Exercise: Select every line of the records below that contains the word "truck", with uppercase and lowercase letters treated as different.

-- Start of Dataset content --

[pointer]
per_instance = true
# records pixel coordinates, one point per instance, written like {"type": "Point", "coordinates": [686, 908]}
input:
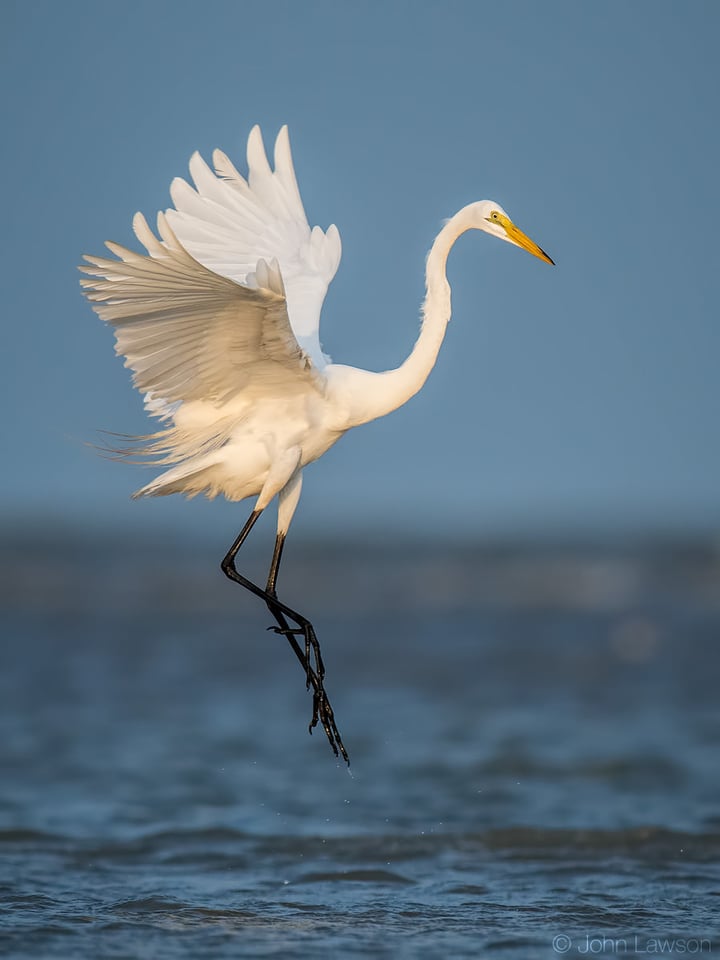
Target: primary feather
{"type": "Point", "coordinates": [227, 223]}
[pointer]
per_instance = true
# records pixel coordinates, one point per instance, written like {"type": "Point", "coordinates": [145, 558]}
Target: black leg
{"type": "Point", "coordinates": [306, 628]}
{"type": "Point", "coordinates": [322, 711]}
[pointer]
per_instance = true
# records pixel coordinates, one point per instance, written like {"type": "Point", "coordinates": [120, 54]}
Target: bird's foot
{"type": "Point", "coordinates": [323, 713]}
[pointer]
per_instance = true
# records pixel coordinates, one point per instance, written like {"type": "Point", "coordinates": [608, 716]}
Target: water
{"type": "Point", "coordinates": [533, 734]}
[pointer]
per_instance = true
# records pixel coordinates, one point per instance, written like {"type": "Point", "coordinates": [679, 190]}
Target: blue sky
{"type": "Point", "coordinates": [573, 399]}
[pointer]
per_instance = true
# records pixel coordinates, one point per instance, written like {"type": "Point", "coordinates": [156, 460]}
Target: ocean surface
{"type": "Point", "coordinates": [534, 735]}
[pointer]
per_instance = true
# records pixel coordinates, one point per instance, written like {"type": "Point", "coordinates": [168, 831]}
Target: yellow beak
{"type": "Point", "coordinates": [516, 235]}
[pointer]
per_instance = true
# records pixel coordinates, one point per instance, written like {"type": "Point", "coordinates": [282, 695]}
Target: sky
{"type": "Point", "coordinates": [577, 399]}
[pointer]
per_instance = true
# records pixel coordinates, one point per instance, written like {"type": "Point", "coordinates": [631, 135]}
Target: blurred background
{"type": "Point", "coordinates": [569, 400]}
{"type": "Point", "coordinates": [515, 578]}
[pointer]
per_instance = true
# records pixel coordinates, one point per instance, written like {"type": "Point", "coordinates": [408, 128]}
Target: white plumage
{"type": "Point", "coordinates": [219, 323]}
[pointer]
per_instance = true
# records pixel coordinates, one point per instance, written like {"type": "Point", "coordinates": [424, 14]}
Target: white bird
{"type": "Point", "coordinates": [219, 323]}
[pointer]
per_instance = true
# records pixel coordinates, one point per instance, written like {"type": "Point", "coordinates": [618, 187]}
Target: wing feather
{"type": "Point", "coordinates": [229, 223]}
{"type": "Point", "coordinates": [190, 334]}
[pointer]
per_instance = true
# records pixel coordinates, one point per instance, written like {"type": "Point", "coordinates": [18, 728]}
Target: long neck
{"type": "Point", "coordinates": [393, 388]}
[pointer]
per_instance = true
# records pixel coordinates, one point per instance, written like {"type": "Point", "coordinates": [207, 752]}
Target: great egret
{"type": "Point", "coordinates": [219, 323]}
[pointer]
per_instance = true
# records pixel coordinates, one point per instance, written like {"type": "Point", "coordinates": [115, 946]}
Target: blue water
{"type": "Point", "coordinates": [533, 735]}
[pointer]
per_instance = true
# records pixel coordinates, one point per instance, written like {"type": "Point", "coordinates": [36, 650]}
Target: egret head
{"type": "Point", "coordinates": [490, 217]}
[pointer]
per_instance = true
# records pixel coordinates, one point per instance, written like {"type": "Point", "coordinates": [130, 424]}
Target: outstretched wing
{"type": "Point", "coordinates": [227, 223]}
{"type": "Point", "coordinates": [188, 333]}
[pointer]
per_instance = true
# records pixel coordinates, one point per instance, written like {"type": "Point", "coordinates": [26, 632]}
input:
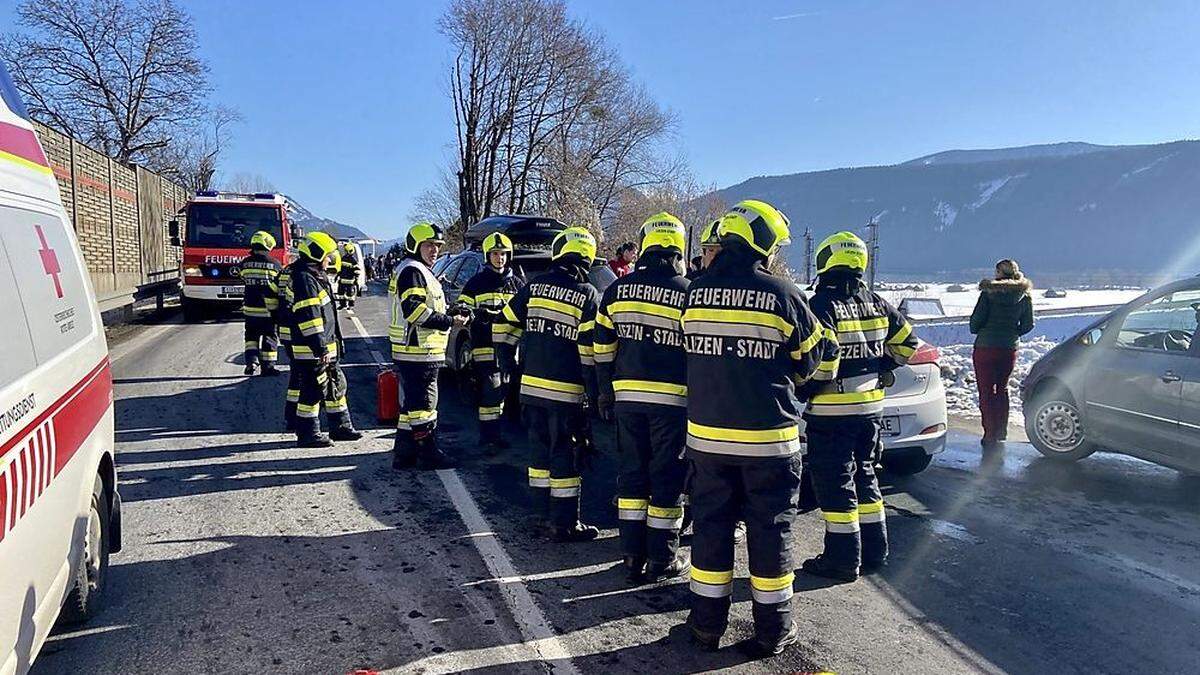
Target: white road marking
{"type": "Point", "coordinates": [540, 641]}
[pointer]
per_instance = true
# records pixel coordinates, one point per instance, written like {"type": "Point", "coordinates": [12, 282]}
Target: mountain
{"type": "Point", "coordinates": [1068, 207]}
{"type": "Point", "coordinates": [310, 222]}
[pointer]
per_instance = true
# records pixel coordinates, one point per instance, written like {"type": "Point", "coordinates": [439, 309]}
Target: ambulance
{"type": "Point", "coordinates": [60, 514]}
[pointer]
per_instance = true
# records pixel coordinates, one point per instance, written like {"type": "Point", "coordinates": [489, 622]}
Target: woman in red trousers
{"type": "Point", "coordinates": [1002, 315]}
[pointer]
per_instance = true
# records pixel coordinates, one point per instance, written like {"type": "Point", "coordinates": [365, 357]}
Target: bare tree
{"type": "Point", "coordinates": [121, 75]}
{"type": "Point", "coordinates": [547, 119]}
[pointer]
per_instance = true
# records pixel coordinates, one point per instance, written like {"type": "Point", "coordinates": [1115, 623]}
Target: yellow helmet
{"type": "Point", "coordinates": [420, 233]}
{"type": "Point", "coordinates": [263, 240]}
{"type": "Point", "coordinates": [317, 245]}
{"type": "Point", "coordinates": [709, 237]}
{"type": "Point", "coordinates": [574, 240]}
{"type": "Point", "coordinates": [845, 250]}
{"type": "Point", "coordinates": [664, 231]}
{"type": "Point", "coordinates": [497, 242]}
{"type": "Point", "coordinates": [335, 262]}
{"type": "Point", "coordinates": [759, 225]}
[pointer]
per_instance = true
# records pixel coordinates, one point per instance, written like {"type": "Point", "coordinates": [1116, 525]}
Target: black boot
{"type": "Point", "coordinates": [821, 566]}
{"type": "Point", "coordinates": [309, 434]}
{"type": "Point", "coordinates": [658, 572]}
{"type": "Point", "coordinates": [575, 533]}
{"type": "Point", "coordinates": [403, 453]}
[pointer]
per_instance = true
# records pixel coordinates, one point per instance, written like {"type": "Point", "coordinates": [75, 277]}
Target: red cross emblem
{"type": "Point", "coordinates": [49, 262]}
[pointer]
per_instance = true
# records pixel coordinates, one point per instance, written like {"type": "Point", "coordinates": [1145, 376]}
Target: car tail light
{"type": "Point", "coordinates": [925, 353]}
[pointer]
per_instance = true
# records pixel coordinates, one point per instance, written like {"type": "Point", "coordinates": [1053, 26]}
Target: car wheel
{"type": "Point", "coordinates": [906, 464]}
{"type": "Point", "coordinates": [90, 572]}
{"type": "Point", "coordinates": [1056, 428]}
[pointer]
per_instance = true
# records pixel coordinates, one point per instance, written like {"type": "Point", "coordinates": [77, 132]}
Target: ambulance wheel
{"type": "Point", "coordinates": [87, 596]}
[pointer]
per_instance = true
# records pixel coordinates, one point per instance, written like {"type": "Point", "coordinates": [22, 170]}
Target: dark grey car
{"type": "Point", "coordinates": [1128, 383]}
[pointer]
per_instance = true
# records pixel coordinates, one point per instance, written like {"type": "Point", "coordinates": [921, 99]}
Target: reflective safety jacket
{"type": "Point", "coordinates": [261, 297]}
{"type": "Point", "coordinates": [639, 338]}
{"type": "Point", "coordinates": [486, 293]}
{"type": "Point", "coordinates": [420, 327]}
{"type": "Point", "coordinates": [750, 339]}
{"type": "Point", "coordinates": [873, 338]}
{"type": "Point", "coordinates": [283, 314]}
{"type": "Point", "coordinates": [552, 318]}
{"type": "Point", "coordinates": [315, 329]}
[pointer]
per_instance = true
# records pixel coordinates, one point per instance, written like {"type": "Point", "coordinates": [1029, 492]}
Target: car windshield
{"type": "Point", "coordinates": [231, 226]}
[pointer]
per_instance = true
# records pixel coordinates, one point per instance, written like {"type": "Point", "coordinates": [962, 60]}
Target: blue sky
{"type": "Point", "coordinates": [346, 109]}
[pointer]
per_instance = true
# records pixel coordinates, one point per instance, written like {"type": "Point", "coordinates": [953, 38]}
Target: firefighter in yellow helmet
{"type": "Point", "coordinates": [845, 405]}
{"type": "Point", "coordinates": [485, 294]}
{"type": "Point", "coordinates": [642, 376]}
{"type": "Point", "coordinates": [317, 347]}
{"type": "Point", "coordinates": [419, 332]}
{"type": "Point", "coordinates": [259, 302]}
{"type": "Point", "coordinates": [553, 318]}
{"type": "Point", "coordinates": [750, 339]}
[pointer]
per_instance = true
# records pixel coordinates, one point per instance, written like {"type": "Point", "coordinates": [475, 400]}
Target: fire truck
{"type": "Point", "coordinates": [215, 237]}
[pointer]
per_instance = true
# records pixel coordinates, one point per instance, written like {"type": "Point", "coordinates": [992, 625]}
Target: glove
{"type": "Point", "coordinates": [604, 407]}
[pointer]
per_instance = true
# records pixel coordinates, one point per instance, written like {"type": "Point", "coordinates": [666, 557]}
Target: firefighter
{"type": "Point", "coordinates": [283, 321]}
{"type": "Point", "coordinates": [316, 347]}
{"type": "Point", "coordinates": [485, 294]}
{"type": "Point", "coordinates": [709, 245]}
{"type": "Point", "coordinates": [843, 418]}
{"type": "Point", "coordinates": [348, 276]}
{"type": "Point", "coordinates": [419, 330]}
{"type": "Point", "coordinates": [261, 298]}
{"type": "Point", "coordinates": [750, 338]}
{"type": "Point", "coordinates": [553, 318]}
{"type": "Point", "coordinates": [641, 371]}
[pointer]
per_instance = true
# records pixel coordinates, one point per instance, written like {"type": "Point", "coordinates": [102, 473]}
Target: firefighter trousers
{"type": "Point", "coordinates": [841, 460]}
{"type": "Point", "coordinates": [262, 340]}
{"type": "Point", "coordinates": [491, 399]}
{"type": "Point", "coordinates": [763, 491]}
{"type": "Point", "coordinates": [553, 466]}
{"type": "Point", "coordinates": [649, 483]}
{"type": "Point", "coordinates": [321, 386]}
{"type": "Point", "coordinates": [293, 394]}
{"type": "Point", "coordinates": [418, 422]}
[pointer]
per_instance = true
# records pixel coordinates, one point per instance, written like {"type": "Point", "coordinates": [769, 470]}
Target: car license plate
{"type": "Point", "coordinates": [889, 425]}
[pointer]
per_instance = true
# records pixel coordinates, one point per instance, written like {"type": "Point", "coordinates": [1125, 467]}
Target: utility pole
{"type": "Point", "coordinates": [874, 246]}
{"type": "Point", "coordinates": [808, 255]}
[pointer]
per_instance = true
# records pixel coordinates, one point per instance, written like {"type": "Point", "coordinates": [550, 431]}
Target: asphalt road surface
{"type": "Point", "coordinates": [246, 555]}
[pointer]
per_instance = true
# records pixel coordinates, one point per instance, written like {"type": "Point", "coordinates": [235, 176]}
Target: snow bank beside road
{"type": "Point", "coordinates": [958, 375]}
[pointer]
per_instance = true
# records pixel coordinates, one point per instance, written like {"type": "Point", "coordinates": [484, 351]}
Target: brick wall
{"type": "Point", "coordinates": [120, 214]}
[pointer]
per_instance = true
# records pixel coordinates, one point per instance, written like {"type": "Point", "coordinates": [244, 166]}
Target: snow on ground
{"type": "Point", "coordinates": [958, 376]}
{"type": "Point", "coordinates": [960, 303]}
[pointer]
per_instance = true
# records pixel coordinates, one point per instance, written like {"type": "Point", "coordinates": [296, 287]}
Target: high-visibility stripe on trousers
{"type": "Point", "coordinates": [841, 457]}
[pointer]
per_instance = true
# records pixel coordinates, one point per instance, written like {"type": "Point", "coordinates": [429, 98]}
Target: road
{"type": "Point", "coordinates": [246, 555]}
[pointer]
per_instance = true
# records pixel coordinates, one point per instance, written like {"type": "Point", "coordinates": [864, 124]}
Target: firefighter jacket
{"type": "Point", "coordinates": [420, 327]}
{"type": "Point", "coordinates": [750, 339]}
{"type": "Point", "coordinates": [315, 329]}
{"type": "Point", "coordinates": [873, 338]}
{"type": "Point", "coordinates": [283, 314]}
{"type": "Point", "coordinates": [261, 274]}
{"type": "Point", "coordinates": [486, 293]}
{"type": "Point", "coordinates": [639, 339]}
{"type": "Point", "coordinates": [552, 318]}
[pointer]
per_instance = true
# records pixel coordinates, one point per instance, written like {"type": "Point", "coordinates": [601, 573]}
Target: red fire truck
{"type": "Point", "coordinates": [215, 238]}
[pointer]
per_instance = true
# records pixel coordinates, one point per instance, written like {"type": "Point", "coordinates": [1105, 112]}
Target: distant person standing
{"type": "Point", "coordinates": [1002, 315]}
{"type": "Point", "coordinates": [627, 255]}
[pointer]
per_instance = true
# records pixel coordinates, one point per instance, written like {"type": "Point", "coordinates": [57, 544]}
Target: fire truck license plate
{"type": "Point", "coordinates": [889, 425]}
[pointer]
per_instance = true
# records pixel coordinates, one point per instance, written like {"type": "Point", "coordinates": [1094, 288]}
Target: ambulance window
{"type": "Point", "coordinates": [48, 279]}
{"type": "Point", "coordinates": [18, 348]}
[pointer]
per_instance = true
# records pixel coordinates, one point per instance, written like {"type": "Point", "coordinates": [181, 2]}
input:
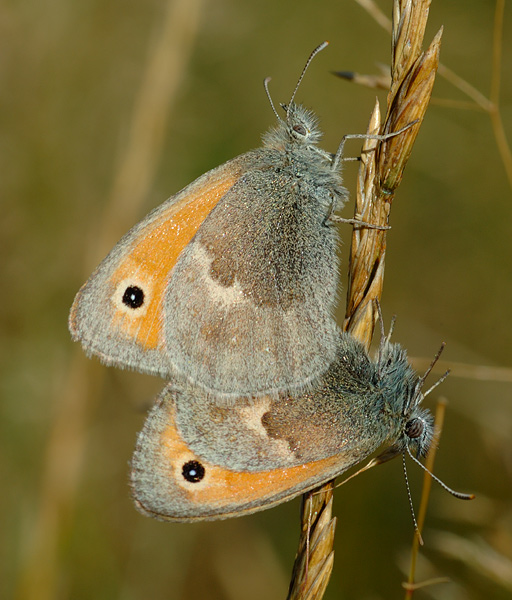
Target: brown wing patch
{"type": "Point", "coordinates": [220, 492]}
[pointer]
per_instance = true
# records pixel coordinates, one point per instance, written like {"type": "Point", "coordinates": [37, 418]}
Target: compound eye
{"type": "Point", "coordinates": [300, 129]}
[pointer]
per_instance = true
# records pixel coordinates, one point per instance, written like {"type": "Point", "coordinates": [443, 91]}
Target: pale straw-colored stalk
{"type": "Point", "coordinates": [381, 170]}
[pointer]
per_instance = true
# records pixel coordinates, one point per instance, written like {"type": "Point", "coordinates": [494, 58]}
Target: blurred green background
{"type": "Point", "coordinates": [78, 169]}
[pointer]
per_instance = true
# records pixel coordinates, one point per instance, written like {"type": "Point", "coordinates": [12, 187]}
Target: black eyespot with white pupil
{"type": "Point", "coordinates": [414, 428]}
{"type": "Point", "coordinates": [193, 471]}
{"type": "Point", "coordinates": [133, 297]}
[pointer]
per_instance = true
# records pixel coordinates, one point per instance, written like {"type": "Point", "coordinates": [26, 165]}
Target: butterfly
{"type": "Point", "coordinates": [196, 460]}
{"type": "Point", "coordinates": [231, 283]}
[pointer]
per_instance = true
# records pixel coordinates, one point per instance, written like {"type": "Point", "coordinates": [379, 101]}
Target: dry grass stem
{"type": "Point", "coordinates": [490, 105]}
{"type": "Point", "coordinates": [381, 170]}
{"type": "Point", "coordinates": [315, 557]}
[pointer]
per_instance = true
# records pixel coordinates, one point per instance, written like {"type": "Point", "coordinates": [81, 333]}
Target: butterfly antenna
{"type": "Point", "coordinates": [440, 380]}
{"type": "Point", "coordinates": [308, 62]}
{"type": "Point", "coordinates": [458, 495]}
{"type": "Point", "coordinates": [431, 366]}
{"type": "Point", "coordinates": [266, 81]}
{"type": "Point", "coordinates": [414, 522]}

-- End of Dataset content --

Final answer:
Target: fire truck
Target: red fire truck
Target: fire truck license plate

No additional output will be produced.